### Consegna a
Elenca ogni riga dei record in cui compare la parola "soccer".
—————
Penso (e quello che dirò lo conferma), che le basi fondamentali del lavoro che ho imparato da Stanley, riguardavano la sceneggiatura e la ripartizione dei ruoli. L'adagio secondo il quale non si può fare una buona maionese con delle uova scadenti, non si è mai dimostrato mai tanto vero come quando si è cercato di trarre da una pessima sceneggiatura un buon film. E' impossibile. Non vi dovete sbagliare. I movimenti di camera originali o le piccole "malizie" cinematografiche non serviranno a niente. La sceneggiatura rimane la base e Stanley fece in modo che io non lo dimenticassi.

Ugualmente mi inculcò che la distribuzione dei ruoli è il fattore più importante per la riuscita nella realizzazione di un film. "La scelta degli attori che farai deciderà della tua vita e della tua morte. Essi possono essere brillanti e dare al tuo film una dimensione che tu non prevedevi nemmeno. Ma allo stesso tempo possono essere incompetenti, irresponsabili, inaffidabili, poco sicuri di loro stessi e recare con loro problemi personali incommensurabili che alla fine creeranno gravi problemi alla riuscita del film. Ricordati, a meno di avere grossi mezzi finanziari che ti permettono di sostituire un attore (il che significa rigirare tutte le scene che lui o lei hanno recitato), tu sei impegnato con lui o lei fino alla fine del film."
—————
### Consegna b
Traduci in inglese la seguente frase del testo della pagina: "La sceneggiatura rimane la base e Stanley fece in modo che io non lo dimenticassi."
—————
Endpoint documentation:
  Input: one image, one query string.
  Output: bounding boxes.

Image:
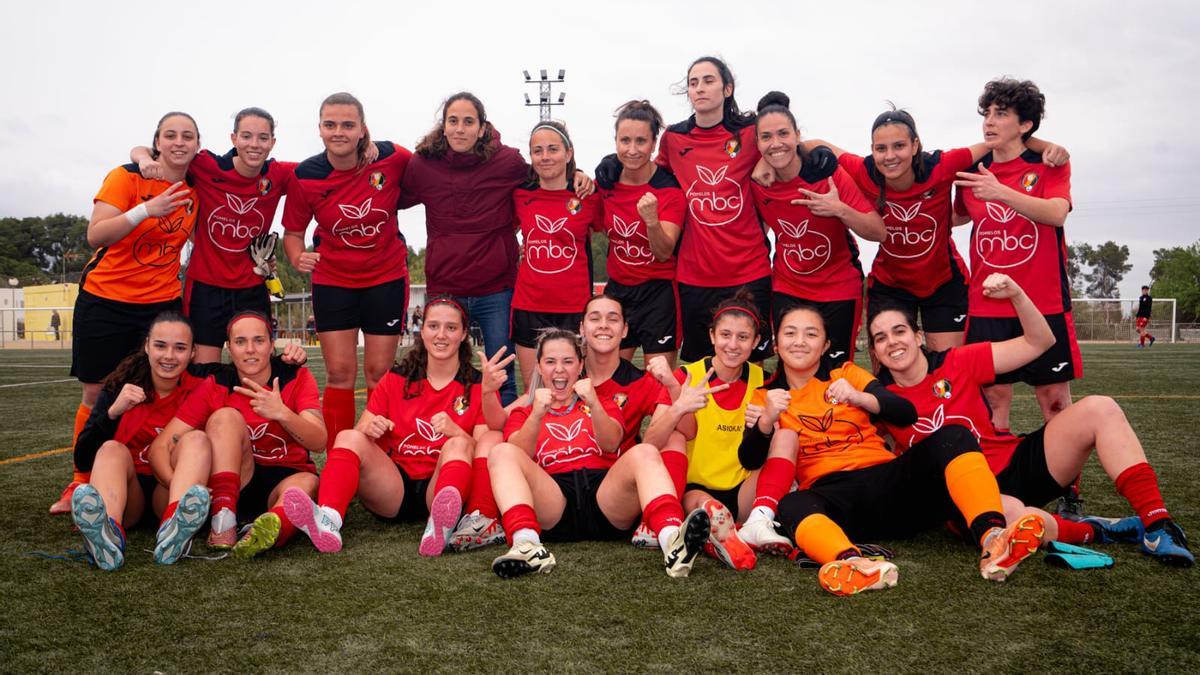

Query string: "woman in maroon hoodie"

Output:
[400,91,593,405]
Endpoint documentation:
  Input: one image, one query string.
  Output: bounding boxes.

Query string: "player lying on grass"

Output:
[72,311,306,571]
[739,305,1044,595]
[150,311,325,557]
[487,329,709,579]
[283,295,514,556]
[868,274,1194,567]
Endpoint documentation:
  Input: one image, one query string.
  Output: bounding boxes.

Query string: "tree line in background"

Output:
[0,214,1200,323]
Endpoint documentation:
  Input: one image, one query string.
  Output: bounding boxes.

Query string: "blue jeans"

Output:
[455,288,517,406]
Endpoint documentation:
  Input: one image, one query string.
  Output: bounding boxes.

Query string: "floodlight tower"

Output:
[522,68,566,121]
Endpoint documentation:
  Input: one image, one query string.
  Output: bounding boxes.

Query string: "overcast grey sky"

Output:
[0,0,1200,297]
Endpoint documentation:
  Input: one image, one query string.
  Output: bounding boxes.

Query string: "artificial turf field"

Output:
[0,345,1200,673]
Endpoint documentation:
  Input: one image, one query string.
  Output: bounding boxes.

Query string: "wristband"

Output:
[125,202,150,227]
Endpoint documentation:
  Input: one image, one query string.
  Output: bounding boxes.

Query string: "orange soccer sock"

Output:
[946,452,1004,540]
[796,513,858,565]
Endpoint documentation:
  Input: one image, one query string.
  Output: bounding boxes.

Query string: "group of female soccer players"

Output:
[52,56,1193,595]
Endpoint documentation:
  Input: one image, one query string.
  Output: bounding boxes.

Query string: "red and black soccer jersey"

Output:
[750,149,871,303]
[954,150,1070,317]
[880,342,1020,473]
[596,359,662,452]
[600,167,686,286]
[187,149,296,288]
[367,371,496,480]
[838,148,971,298]
[175,359,320,473]
[79,165,197,305]
[74,372,205,476]
[512,182,602,312]
[504,399,624,473]
[654,115,770,287]
[283,141,413,288]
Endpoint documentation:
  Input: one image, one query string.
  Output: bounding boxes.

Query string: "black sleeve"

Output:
[74,390,121,471]
[738,424,774,471]
[865,380,917,426]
—————
### Soluzione a
Query string: "orange soccer sock"
Query string: "group of female soccer players"
Query string: "red and black soccer jersey"

### Soluzione b
The screenplay remains the foundation, and Stanley made sure that I would not forget it.